● EXCERPT
------------------------------------------------

Today my family said goodbye to Clay. Though he had a rocky last few months living with an aggressive cancer, you’d hardly know it by his happy demeanor. Eventually the cancerous growth reappeared with a vengeance on his lip and the lymph nodes on his neck swelled to the size of a grapefruit. Still, being a dog, he wasn’t self-conscious and enjoyed the simple things of life.
As sad as it is, death is our universal heritage. It comes to the old and young, rich and poor, people and our animal counterparts alike. It is humbling to realize many aspects are the same for us as they are for our pets.
I ironically received the news just as the girls and I were leaving the humane society after walking a homeless dog for a few hours. Although I’m several hundred miles away, I cried like a little girl. It’s terribly sad not being able to say goodbye or help gently bury him. It’ll be alright though. I’m a firm believer that all dogs go to Heaven.

------------------------------------------------

[Text-to-region grounding rows]

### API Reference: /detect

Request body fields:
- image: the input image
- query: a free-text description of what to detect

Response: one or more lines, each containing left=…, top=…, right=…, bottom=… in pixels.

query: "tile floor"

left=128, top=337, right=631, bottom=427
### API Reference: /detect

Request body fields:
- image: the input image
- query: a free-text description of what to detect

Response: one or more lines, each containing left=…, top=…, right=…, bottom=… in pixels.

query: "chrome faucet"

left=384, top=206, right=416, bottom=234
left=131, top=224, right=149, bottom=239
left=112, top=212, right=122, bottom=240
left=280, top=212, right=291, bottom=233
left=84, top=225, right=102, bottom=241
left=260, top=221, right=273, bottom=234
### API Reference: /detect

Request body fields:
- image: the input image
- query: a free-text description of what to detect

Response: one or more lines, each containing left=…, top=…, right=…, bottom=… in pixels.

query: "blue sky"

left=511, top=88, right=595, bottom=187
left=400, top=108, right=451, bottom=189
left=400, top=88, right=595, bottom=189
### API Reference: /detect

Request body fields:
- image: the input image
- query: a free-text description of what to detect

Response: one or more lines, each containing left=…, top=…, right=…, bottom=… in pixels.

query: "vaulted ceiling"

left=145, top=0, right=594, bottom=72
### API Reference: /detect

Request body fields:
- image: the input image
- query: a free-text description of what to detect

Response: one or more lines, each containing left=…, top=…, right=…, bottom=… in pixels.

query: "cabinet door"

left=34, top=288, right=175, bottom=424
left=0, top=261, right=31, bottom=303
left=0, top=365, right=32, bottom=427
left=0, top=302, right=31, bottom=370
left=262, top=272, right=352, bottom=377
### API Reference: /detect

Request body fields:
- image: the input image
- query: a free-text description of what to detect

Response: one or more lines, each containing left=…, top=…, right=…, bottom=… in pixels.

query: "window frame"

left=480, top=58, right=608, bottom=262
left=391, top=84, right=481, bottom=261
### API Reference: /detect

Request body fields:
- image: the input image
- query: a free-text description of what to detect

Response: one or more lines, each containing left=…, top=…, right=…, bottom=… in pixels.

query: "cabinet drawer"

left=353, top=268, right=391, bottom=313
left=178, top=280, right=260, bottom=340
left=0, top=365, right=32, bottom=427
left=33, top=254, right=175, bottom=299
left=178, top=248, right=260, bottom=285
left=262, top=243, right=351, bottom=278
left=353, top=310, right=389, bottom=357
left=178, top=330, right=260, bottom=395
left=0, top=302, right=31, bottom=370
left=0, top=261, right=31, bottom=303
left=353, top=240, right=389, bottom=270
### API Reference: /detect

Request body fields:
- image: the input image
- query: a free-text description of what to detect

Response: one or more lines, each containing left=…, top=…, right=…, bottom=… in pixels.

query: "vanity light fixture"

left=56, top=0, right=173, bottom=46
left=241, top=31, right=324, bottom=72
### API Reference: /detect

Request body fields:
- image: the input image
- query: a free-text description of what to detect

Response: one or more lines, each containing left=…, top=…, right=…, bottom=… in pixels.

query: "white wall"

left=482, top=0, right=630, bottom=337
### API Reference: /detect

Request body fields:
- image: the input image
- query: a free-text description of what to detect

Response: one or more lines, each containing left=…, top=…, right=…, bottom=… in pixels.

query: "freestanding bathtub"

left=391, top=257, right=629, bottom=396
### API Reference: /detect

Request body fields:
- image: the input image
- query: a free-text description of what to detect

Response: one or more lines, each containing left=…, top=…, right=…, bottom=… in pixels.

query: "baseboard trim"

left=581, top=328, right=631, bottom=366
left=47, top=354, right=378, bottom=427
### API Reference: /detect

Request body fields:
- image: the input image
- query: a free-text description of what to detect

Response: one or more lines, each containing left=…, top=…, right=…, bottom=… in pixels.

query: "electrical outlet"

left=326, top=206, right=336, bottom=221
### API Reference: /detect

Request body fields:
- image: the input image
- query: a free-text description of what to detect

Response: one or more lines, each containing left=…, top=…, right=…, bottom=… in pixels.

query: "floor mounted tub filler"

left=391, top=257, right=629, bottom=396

------------------------------------------------

● USING THE INFORMATION
a – Name every body part of the dog that the passage about Clay mentions.
b – Write out the passage about Clay word for word, everything from "I ironically received" down to "go to Heaven.".
c – Extend the passage about Clay beyond its final sentence.

● ANSWER SECTION
a – lip, lymph nodes, neck

b –
I ironically received the news just as the girls and I were leaving the humane society after walking a homeless dog for a few hours. Although I’m several hundred miles away, I cried like a little girl. It’s terribly sad not being able to say goodbye or help gently bury him. It’ll be alright though. I’m a firm believer that all dogs go to Heaven.

c –
|Snoozing on his special chair.|
Clay was laid to rest in my grandmother’s back yard, next to one of her beloved pooches. He had an excellent and lucky life, unlike so many other unfortunate canines who never have anyone to mourn their passing. When I do get another dog, it will be one who is in need of saving through an animal shelter or rescue organization Those critters are given the short end of the stick but more often than not, they aren’t bitter about how life has turned out. I know I can’t save them all, but bringing one or two into our family will make a difference to them and to me.
I’m sure the gloom will linger for a few days but it isn’t without hope. I loved that dog and so did my girls as well as many adoring fans elsewhere. Good boy, Clay and farewell.